*Document*.

© Valérie Simonnet
Galerie du Montparnasse 55 rue du Montparnasse 75014 Paris France
Il y a les victoires, les apothéoses lumineuses et puis parfois les défaites. Ces moments d'un temps distrait où le regard de la chance semble se détourner, où ce que l'on est se défait.
Valérie Simonnet aime ces moments de grande solitude où le sens semble égaré, car si les autres nous font, ils nous défont aussi. Elle saisit ces instants figés, stupéfaits qui précèdent la chute et ses conséquences. Le noir s'impose mais parfois la couleur semble plus noire encore. Une plongée sensible qui laisse entrevoir l'envers du miroir, le défaut de la cuirasse et l'opportunité d'une plongée au plus fragile de nous-mêmes la où cela tremble et palpite, la où cela vit et devient, car être « fait », n'est ce pas être mort? La plupart des défaites sonnent alors comme des victoires.

*Défis*.
1) Traduisez en anglais cette phrase du document : « La plupart des défaites sonnent alors comme des victoires. »
2) Recopiez le passage du document qui va de « Valérie Simonnet aime » jusqu'à « comme des victoires. » inclus.

*Données brutes*.
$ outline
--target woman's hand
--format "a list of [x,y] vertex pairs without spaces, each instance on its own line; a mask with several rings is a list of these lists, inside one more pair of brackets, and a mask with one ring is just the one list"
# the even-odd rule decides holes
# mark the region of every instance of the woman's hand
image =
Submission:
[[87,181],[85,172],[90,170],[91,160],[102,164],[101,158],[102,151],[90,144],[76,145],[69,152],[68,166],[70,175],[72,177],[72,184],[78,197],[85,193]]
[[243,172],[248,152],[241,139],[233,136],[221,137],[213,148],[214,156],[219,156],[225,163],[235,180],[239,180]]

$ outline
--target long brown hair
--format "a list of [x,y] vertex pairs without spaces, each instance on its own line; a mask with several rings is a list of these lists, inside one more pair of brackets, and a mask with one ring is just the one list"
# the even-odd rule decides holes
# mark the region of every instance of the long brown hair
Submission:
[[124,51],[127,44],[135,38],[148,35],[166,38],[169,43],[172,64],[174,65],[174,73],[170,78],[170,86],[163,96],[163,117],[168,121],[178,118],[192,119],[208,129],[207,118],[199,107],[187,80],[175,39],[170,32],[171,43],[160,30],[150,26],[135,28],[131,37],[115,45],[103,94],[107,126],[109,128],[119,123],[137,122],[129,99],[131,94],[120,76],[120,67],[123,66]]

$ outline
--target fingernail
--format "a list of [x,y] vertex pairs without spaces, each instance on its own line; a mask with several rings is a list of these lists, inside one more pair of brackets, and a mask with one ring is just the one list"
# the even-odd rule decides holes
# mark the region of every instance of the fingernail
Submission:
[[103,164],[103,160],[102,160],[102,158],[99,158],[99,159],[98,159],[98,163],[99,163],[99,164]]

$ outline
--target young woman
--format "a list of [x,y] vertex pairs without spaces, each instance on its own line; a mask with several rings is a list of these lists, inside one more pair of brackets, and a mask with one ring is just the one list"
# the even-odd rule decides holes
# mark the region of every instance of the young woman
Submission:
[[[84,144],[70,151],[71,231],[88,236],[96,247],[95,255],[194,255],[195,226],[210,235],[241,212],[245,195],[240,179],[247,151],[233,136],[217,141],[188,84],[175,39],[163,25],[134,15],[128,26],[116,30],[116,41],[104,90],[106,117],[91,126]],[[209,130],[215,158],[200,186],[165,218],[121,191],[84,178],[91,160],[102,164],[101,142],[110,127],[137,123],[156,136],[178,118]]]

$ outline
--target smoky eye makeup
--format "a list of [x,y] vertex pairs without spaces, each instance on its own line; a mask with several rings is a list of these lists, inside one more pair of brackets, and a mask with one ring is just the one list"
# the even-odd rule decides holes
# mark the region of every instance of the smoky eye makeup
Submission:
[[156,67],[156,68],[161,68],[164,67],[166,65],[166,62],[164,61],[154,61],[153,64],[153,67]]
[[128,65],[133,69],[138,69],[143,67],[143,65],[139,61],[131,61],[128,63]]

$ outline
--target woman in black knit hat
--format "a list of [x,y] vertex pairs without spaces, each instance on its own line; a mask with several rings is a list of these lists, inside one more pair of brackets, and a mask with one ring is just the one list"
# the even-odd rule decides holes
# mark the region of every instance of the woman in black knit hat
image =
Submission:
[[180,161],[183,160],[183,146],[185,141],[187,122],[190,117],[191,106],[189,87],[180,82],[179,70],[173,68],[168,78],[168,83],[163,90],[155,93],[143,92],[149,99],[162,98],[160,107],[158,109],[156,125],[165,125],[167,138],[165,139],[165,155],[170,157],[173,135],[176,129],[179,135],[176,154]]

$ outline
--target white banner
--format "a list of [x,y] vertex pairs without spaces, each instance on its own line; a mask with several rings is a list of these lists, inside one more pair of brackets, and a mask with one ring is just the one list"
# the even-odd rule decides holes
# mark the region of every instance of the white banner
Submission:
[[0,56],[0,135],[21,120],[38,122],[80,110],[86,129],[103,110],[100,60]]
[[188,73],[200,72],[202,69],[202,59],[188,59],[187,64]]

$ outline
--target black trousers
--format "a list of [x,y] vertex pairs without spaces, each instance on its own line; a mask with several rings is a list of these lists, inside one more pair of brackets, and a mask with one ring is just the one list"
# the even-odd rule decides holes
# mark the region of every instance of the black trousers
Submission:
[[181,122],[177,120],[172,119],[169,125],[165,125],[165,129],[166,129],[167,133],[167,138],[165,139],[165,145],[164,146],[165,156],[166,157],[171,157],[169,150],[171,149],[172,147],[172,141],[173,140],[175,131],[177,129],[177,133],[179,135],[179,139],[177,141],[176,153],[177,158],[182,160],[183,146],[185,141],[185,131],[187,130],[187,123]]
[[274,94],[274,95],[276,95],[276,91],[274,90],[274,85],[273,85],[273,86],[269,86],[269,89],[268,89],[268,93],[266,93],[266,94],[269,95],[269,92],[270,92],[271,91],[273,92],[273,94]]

*Solutions complètes*.
1) Most defeats then sound like victories.

2)
Valérie Simonnet aime ces moments de grande solitude où le sens semble égaré, car si les autres nous font, ils nous défont aussi. Elle saisit ces instants figés, stupéfaits qui précèdent la chute et ses conséquences. Le noir s'impose mais parfois la couleur semble plus noire encore. Une plongée sensible qui laisse entrevoir l'envers du miroir, le défaut de la cuirasse et l'opportunité d'une plongée au plus fragile de nous-mêmes la où cela tremble et palpite, la où cela vit et devient, car être « fait », n'est ce pas être mort? La plupart des défaites sonnent alors comme des victoires.